• _QUOTED PASSAGE_:
┌──

In this Ropes & Gray podcast, asset management partner Lindsey Goldstein and ERISA partner Josh Lichtenstein discuss ERISA plan fiduciary proxy activities, addressing what the existing regulatory guidance provides as well as some of its ambiguities, and what clarifications we hope new guidance will include.
Lindsey Goldstein: Hello, and thank you for joining us today on this Ropes & Gray podcast, the latest in our series of podcasts and webinars focused on ESG and corporate social responsibility issues. I'm Lindsey Goldstein, a partner in our asset management group based in New York. Joining me today is Josh Lichtenstein, a partner in our tax and benefits group who focuses on ERISA, also in New York. Today we are going to be talking about ERISA plan fiduciary proxy activities, addressing what the existing regulatory guidance provides as well as some of its ambiguities, and we'll also discuss what clarifications we hope new guidance will provide. One note before we get started: today's podcast is intended to provide a high-level overview of some key considerations you may want to bear in mind as you think about this space. We would be happy to discuss specific questions directly. With that, let's begin. Josh, the Department of Labor (DOL) has already addressed the proxy voting activities of ERISA plan fiduciaries on a few different occasions in recent years. Why do you think the DOL feels the need to issue more guidance now?

└──

• _DATA EXCERPTS_:
┌──

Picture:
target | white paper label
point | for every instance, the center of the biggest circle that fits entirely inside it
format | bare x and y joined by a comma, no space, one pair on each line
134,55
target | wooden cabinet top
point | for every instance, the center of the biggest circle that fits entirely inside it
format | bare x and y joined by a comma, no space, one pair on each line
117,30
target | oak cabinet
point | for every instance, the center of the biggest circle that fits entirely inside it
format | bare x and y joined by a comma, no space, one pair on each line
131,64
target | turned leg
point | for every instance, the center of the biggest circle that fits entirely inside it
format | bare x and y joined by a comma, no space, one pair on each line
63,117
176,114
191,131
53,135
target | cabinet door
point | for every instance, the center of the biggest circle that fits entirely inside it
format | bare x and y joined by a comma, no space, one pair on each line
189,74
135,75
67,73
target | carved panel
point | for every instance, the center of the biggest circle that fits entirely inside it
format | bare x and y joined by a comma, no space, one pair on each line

└──

• _COMPLETE THE FOLLOWING_:
A) Answer these questions about the ERISA proxy voting podcast:
(i) In which group at Ropes & Gray is Lindsey Goldstein a partner?
(ii) What issues is the podcast series focused on?
(iii) In which group is Josh Lichtenstein a partner?
B) Carry on the ERISA proxy voting podcast from its final line with Josh Lichtenstein's reply to the question put to him.
The records were taken from a separate source.

• _TASK ANSWERS_:
A)
(i) The asset management group.
(ii) ESG and corporate social responsibility issues.
(iii) The tax and benefits group.

B)
Josh Lichtenstein: It's a great question, Lindsey. You're correct that the DOL has spoken on this and certain related topics several times recently, including interpretive bulletins in 2015 and 2016, as well as a field assistance bulletin for its regional enforcement directors in 2018. In these bulletins, the DOL has consistently held to a longstanding view that proxy voting is part of the fiduciary obligation involved in prudently managing plan investments. In most cases, proxy voting and other shareholder engagement is relatively low cost and does not involve a significant expenditure of funds by individual plan investors, especially if the activities are undertaken by institutional investment managers who are managing those plan assets. Moreover, investment managers often engage consultants, such as proxy advisory firms, to further reduce the individual plan costs of researching proxy matters and exercising shareholder rights. However, as I had discussed on a prior podcast, President Trump issued an Executive Order in April 2019 calling for the DOL to undertake a review of existing guidance on the fiduciary responsibilities associated with proxy voting to determine whether any such guidance should be rescinded, replaced or modified, and the justification for this was to ensure consistency both with current law and with policies that promote long-term growth and maximize return on ERISA plan assets investments. The review was supposed to be completed by December of this year. This has likely been a catalyst for the DOL to take further action with respect to proxy voting. There's also a more organic reason for new guidance, as the existing guidance contains some ambiguities, which have long confused plan fiduciaries, asset managers and proxy advisors, so there's a strong desire in the ERISA plan community for greater clarity on these issues.
Lindsey Goldstein: Speaking of existing guidance, can we step back a bit and discuss the current regulatory framework for proxy voting on behalf of ERISA plans?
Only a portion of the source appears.